Request A
Pick out every line in the records below that contains the word "floor" and copy those lines.

Text section
Section 2.09 – Bylaws and Articles to Prospective Member-Owners. Each prospective Member-Owner, upon application for membership, shall receive a copy of the Articles of Incorporation and Bylaws.
Section 2.10 – Termination of Membership. Membership in the Co-op may be terminated voluntarily or involuntarily as follows:
(a) A Member-Owner may voluntarily terminate her, his, or their membership by so informing the General Manager in writing.
(b) Membership in the Co-op may be terminated by the Board of Directors at their discretion if the Board of Directors determines that a Member-Owner has:
(1) become ineligible for membership for any reason (including failure to pay for a share of membership stock in accordance with Section 2.02(b));
(2) died; or
(3) the Board of Directors by resolution finds that a Member-Owner has:
(i) intentionally or repeatedly violated any provision of the Articles, the Bylaws, or Board polices of the Co-op;
(ii) taken actions that will impede the Co-op from accomplishing its purposes;
(iii) taken or threatened actions that adversely affect the interests of the Co-op or its Member-Owners;
(iv) willfully obstructed any lawful purpose or activity of the Co-op; or
(v) breached any contract with the Co-op.
The Board of Directors may terminate the membership of a Member-Owner only at a meeting of the Board of Directors, having given 20 days prior written notice of which was served upon the last known mailing address of the Member-Owner alleged to be ineligible by United States Certified Mail. The notice must state with reasonable particularity the grounds upon which the Member-Owner is alleged to be ineligible and that the Member-Owner will be entitled to be heard on the matter of termination at the meeting.
Upon termination of membership, all rights in the Co-op shall cease except to redemption of capital pursuant to Articles VII and VIII of these bylaws.
Article III
Meetings of Members
Section 3.01 – Annual Meetings. The annual meeting of the Member-Owners of the Co-op shall be held following the close of each fiscal year of the Co-op at such time and place as shall be determined by the Board of Directors. The notice of the meeting shall state the date, place and hour of the meeting. The Secretary shall give notice of annual Member-Owners’ meetings in the manner prescribed herein. The officers of the Co-op must submit reports to the Member-Owners at the annual meeting covering the business of the Co-op for the previous fiscal year that show the condition of the Co-op at the close of the fiscal year. At the annual meeting, the Member-Owners shall elect directors of the Co-op for the terms of office and in the manner prescribed by the Bylaws and transact such other business as may properly come before the meeting.

Request B
Answer these questions using the co-op bylaws above:
(i) What must each prospective Member-Owner receive upon applying for membership?
(ii) How many days of prior written notice must the Board of Directors give before terminating a membership?
(iii) Who gives notice of the annual Member-Owners' meetings?

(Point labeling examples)
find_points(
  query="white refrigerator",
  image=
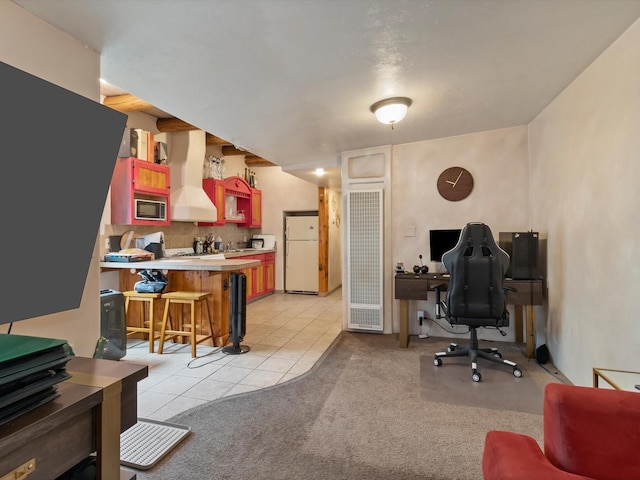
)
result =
(301, 260)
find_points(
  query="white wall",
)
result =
(32, 45)
(585, 167)
(282, 192)
(498, 161)
(335, 240)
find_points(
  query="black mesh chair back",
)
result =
(477, 266)
(476, 295)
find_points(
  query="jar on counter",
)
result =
(198, 246)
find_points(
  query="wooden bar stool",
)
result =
(146, 323)
(182, 329)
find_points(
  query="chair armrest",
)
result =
(440, 304)
(514, 456)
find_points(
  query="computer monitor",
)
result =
(441, 241)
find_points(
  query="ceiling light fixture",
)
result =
(391, 110)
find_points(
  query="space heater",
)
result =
(238, 314)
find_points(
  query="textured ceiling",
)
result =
(292, 80)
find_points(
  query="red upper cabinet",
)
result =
(247, 211)
(140, 193)
(215, 190)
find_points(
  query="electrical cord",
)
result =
(213, 352)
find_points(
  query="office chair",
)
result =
(475, 296)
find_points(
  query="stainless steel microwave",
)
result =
(150, 210)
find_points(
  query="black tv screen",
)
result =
(441, 241)
(58, 154)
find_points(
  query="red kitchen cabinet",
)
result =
(261, 278)
(215, 190)
(248, 201)
(269, 272)
(133, 180)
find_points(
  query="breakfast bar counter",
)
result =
(194, 274)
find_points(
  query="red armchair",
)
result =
(589, 433)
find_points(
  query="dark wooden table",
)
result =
(94, 407)
(409, 286)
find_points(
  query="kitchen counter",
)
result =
(197, 273)
(188, 263)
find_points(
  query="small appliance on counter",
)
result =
(153, 242)
(268, 241)
(129, 255)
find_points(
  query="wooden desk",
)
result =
(94, 407)
(409, 286)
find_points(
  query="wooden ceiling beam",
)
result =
(255, 161)
(167, 125)
(126, 103)
(213, 140)
(231, 150)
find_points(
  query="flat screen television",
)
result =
(441, 241)
(58, 153)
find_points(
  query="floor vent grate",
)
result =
(144, 444)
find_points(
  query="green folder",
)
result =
(22, 355)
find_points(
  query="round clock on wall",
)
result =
(455, 183)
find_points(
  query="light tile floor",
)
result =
(286, 333)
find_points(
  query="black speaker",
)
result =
(542, 354)
(113, 324)
(522, 247)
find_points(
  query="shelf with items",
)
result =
(140, 193)
(243, 204)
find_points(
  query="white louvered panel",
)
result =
(364, 259)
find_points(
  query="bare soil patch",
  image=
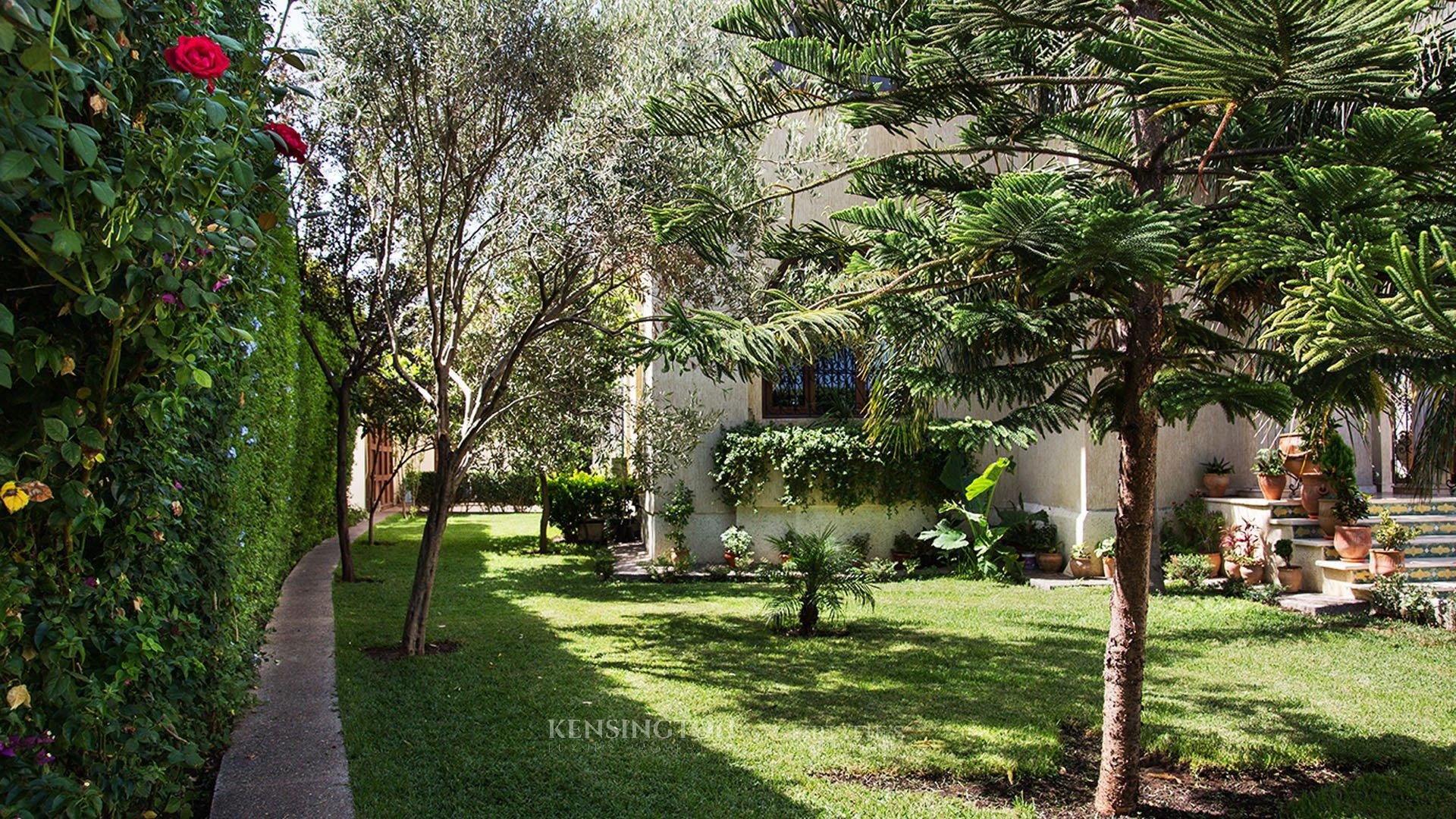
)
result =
(397, 651)
(1169, 790)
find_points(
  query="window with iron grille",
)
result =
(829, 385)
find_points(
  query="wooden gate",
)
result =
(381, 468)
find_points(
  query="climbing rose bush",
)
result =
(142, 234)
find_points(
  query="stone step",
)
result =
(1417, 570)
(1423, 547)
(1440, 589)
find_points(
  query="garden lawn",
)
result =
(944, 678)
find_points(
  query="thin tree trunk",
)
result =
(344, 452)
(545, 510)
(417, 615)
(1119, 779)
(1119, 776)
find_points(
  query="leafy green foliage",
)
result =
(582, 496)
(835, 461)
(965, 535)
(153, 385)
(1191, 529)
(817, 582)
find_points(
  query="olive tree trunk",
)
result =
(441, 499)
(344, 458)
(544, 544)
(1119, 777)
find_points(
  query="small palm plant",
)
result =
(817, 582)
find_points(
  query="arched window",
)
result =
(830, 385)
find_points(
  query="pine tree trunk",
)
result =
(441, 497)
(544, 544)
(344, 450)
(1117, 792)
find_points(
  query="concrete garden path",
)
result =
(287, 755)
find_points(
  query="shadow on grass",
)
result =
(478, 720)
(472, 733)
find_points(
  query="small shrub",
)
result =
(1191, 529)
(582, 496)
(1187, 569)
(817, 582)
(677, 513)
(880, 570)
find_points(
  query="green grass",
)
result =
(944, 676)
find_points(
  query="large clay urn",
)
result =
(1353, 542)
(1273, 485)
(1310, 490)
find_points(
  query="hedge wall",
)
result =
(161, 428)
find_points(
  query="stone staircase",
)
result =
(1430, 558)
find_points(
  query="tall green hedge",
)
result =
(164, 453)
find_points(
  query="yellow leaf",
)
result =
(14, 497)
(17, 697)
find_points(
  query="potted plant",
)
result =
(1291, 576)
(1244, 550)
(1353, 539)
(1392, 537)
(1308, 465)
(1049, 557)
(1269, 468)
(1194, 531)
(1085, 561)
(1337, 464)
(1216, 477)
(737, 547)
(1107, 550)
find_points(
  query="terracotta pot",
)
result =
(1049, 561)
(1327, 518)
(1273, 485)
(1312, 487)
(1386, 561)
(1215, 563)
(1298, 458)
(1353, 542)
(1084, 567)
(1251, 575)
(1218, 485)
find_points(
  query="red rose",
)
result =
(197, 55)
(289, 140)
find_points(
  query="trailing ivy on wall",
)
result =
(837, 463)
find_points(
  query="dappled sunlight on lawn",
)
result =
(943, 678)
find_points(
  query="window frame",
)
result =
(811, 409)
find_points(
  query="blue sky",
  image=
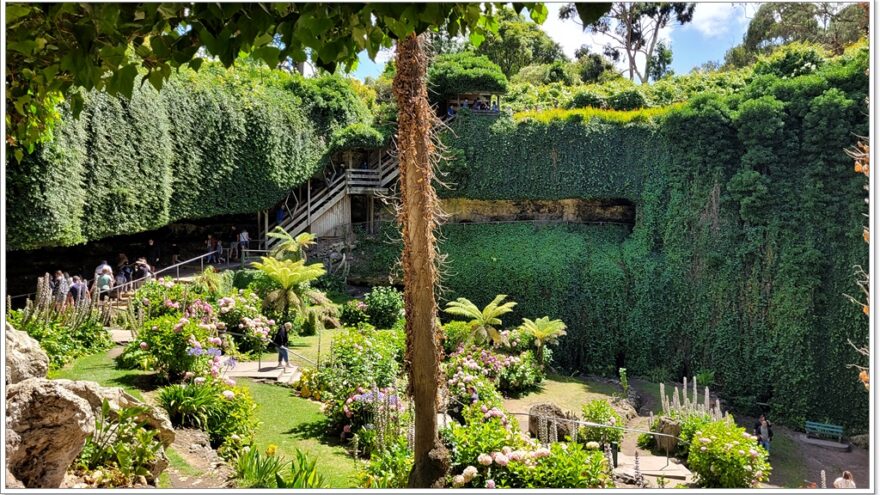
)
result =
(716, 28)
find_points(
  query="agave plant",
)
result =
(293, 291)
(483, 322)
(544, 331)
(289, 247)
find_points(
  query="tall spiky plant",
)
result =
(293, 291)
(544, 331)
(483, 322)
(289, 247)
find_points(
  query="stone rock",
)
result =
(46, 428)
(24, 357)
(668, 427)
(117, 398)
(550, 410)
(861, 441)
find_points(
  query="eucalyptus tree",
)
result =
(57, 50)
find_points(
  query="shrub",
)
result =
(64, 334)
(628, 99)
(359, 359)
(723, 455)
(353, 313)
(121, 446)
(600, 411)
(240, 315)
(585, 98)
(177, 345)
(225, 411)
(254, 470)
(388, 468)
(458, 73)
(384, 306)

Task response A
  query="floor vent grate",
  query="light tile floor",

Task response B
(i) A copy of the Articles of Incorporation and Bylaws.
(ii) 20 days.
(iii) The Secretary.